- **RECORDS FOR THIS EXERCISE**
------------

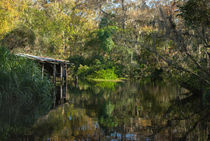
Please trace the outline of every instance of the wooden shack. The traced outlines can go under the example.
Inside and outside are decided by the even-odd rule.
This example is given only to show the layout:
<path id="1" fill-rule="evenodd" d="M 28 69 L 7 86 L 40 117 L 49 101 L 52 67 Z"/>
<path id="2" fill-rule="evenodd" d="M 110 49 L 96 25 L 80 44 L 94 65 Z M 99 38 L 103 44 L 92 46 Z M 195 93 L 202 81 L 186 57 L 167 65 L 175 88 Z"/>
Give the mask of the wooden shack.
<path id="1" fill-rule="evenodd" d="M 60 59 L 53 59 L 48 57 L 39 57 L 29 54 L 16 54 L 17 56 L 21 56 L 24 58 L 28 58 L 34 60 L 38 64 L 40 64 L 40 69 L 42 73 L 42 78 L 44 75 L 52 76 L 52 81 L 56 86 L 56 82 L 60 82 L 59 86 L 56 86 L 54 91 L 54 95 L 56 95 L 56 101 L 66 99 L 67 93 L 67 67 L 69 61 L 67 60 L 60 60 Z M 60 102 L 58 102 L 59 104 Z"/>
<path id="2" fill-rule="evenodd" d="M 67 78 L 67 65 L 69 61 L 60 60 L 60 59 L 53 59 L 47 57 L 39 57 L 29 54 L 16 54 L 17 56 L 21 56 L 24 58 L 32 59 L 35 62 L 41 65 L 42 70 L 42 77 L 44 74 L 49 74 L 53 76 L 53 82 L 56 83 L 56 77 L 60 77 L 60 81 L 66 81 Z"/>

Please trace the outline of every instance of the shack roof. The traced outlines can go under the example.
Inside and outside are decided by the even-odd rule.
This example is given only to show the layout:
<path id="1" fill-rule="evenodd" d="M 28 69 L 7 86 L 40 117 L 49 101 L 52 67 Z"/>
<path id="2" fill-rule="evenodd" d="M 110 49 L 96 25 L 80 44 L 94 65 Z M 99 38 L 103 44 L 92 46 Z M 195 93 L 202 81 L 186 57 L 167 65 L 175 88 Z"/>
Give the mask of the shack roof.
<path id="1" fill-rule="evenodd" d="M 21 57 L 25 57 L 25 58 L 29 58 L 32 60 L 37 60 L 40 62 L 46 62 L 46 63 L 53 63 L 53 64 L 69 64 L 69 61 L 67 60 L 61 60 L 61 59 L 54 59 L 54 58 L 48 58 L 48 57 L 40 57 L 40 56 L 34 56 L 34 55 L 30 55 L 30 54 L 16 54 L 17 56 L 21 56 Z"/>

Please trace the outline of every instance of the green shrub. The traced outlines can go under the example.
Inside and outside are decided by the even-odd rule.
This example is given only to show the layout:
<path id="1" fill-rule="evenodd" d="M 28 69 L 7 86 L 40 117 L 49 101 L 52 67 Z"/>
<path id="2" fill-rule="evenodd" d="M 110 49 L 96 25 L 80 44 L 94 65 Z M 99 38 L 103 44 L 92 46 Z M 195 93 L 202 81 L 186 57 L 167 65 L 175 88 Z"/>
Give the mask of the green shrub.
<path id="1" fill-rule="evenodd" d="M 117 75 L 115 74 L 115 69 L 101 69 L 95 72 L 94 78 L 96 79 L 106 79 L 106 80 L 114 80 L 117 79 Z"/>
<path id="2" fill-rule="evenodd" d="M 38 66 L 0 47 L 0 140 L 30 127 L 52 105 L 52 85 Z"/>

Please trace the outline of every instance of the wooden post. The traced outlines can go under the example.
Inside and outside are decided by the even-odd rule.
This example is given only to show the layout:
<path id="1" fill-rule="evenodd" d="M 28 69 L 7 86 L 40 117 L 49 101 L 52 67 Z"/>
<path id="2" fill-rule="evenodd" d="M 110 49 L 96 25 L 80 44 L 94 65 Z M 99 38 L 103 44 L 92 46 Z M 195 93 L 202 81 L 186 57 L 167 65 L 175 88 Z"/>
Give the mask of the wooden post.
<path id="1" fill-rule="evenodd" d="M 61 102 L 61 104 L 63 103 L 63 86 L 62 86 L 62 84 L 60 85 L 60 102 Z"/>
<path id="2" fill-rule="evenodd" d="M 68 89 L 67 89 L 67 64 L 65 64 L 64 65 L 64 94 L 65 94 L 65 99 L 67 100 L 68 99 L 68 95 L 67 95 L 67 91 L 68 91 Z"/>
<path id="3" fill-rule="evenodd" d="M 53 83 L 56 85 L 56 64 L 53 64 Z"/>
<path id="4" fill-rule="evenodd" d="M 60 78 L 61 78 L 61 84 L 63 84 L 63 64 L 60 64 L 60 71 L 61 71 L 61 73 L 60 73 Z"/>
<path id="5" fill-rule="evenodd" d="M 44 63 L 42 63 L 42 79 L 44 78 Z"/>

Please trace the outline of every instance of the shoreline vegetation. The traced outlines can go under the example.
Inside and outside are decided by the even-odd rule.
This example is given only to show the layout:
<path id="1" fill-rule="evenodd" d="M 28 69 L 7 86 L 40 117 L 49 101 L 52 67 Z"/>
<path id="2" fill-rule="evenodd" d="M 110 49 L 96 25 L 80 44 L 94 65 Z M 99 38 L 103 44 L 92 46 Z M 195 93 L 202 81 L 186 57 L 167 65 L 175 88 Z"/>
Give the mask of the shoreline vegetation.
<path id="1" fill-rule="evenodd" d="M 103 88 L 170 80 L 207 107 L 209 12 L 208 0 L 0 0 L 0 140 L 33 124 L 53 99 L 40 67 L 15 53 L 68 60 L 75 83 L 112 82 L 98 84 Z"/>

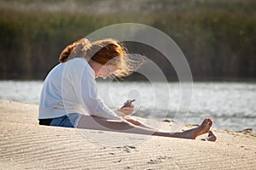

------------

- **JOB**
Please copy out the records from the line that contains "Please trace the outline of every instance of the green" through the line that contains "44 63 L 42 63", keeping every character unchanged and including both of those lines.

- **FINISHED ANSWER**
Please trace the outline of every instance of the green shrub. The traced outlines can go under the example.
Inside and outside are decided by the even-odd rule.
This example is given only to show the layout:
<path id="1" fill-rule="evenodd" d="M 28 69 L 7 86 L 40 117 L 49 101 L 52 67 Z"/>
<path id="2" fill-rule="evenodd" d="M 110 49 L 96 25 L 80 44 L 94 65 Z M 99 38 L 103 44 L 92 46 Z M 195 93 L 202 81 L 186 57 L 167 65 L 175 88 Z"/>
Give the mask of the green shrub.
<path id="1" fill-rule="evenodd" d="M 117 75 L 115 74 L 115 69 L 101 69 L 95 72 L 94 78 L 96 79 L 106 79 L 106 80 L 114 80 L 117 79 Z"/>
<path id="2" fill-rule="evenodd" d="M 38 66 L 0 47 L 0 140 L 30 127 L 52 105 L 52 85 Z"/>

Please trace the outline of every instance of the wooden post. The traced outlines can go under the example.
Inside and outside are decided by the even-odd rule.
This example is given only to show the layout:
<path id="1" fill-rule="evenodd" d="M 28 69 L 7 86 L 40 117 L 49 101 L 52 67 Z"/>
<path id="2" fill-rule="evenodd" d="M 110 49 L 96 25 L 80 44 L 94 65 Z M 99 38 L 103 44 L 92 46 Z M 195 93 L 202 81 L 186 57 L 167 65 L 175 88 Z"/>
Give the mask of the wooden post.
<path id="1" fill-rule="evenodd" d="M 61 102 L 61 104 L 63 103 L 63 86 L 62 86 L 62 84 L 60 85 L 60 102 Z"/>
<path id="2" fill-rule="evenodd" d="M 68 89 L 67 89 L 67 64 L 65 64 L 64 65 L 64 94 L 65 94 L 65 99 L 67 100 L 68 99 L 68 95 L 67 95 L 67 91 L 68 91 Z"/>
<path id="3" fill-rule="evenodd" d="M 53 83 L 56 85 L 56 64 L 53 64 Z"/>
<path id="4" fill-rule="evenodd" d="M 60 78 L 61 78 L 61 84 L 63 84 L 63 64 L 60 64 L 60 71 L 61 71 L 61 73 L 60 73 Z"/>
<path id="5" fill-rule="evenodd" d="M 44 63 L 42 63 L 42 79 L 44 78 Z"/>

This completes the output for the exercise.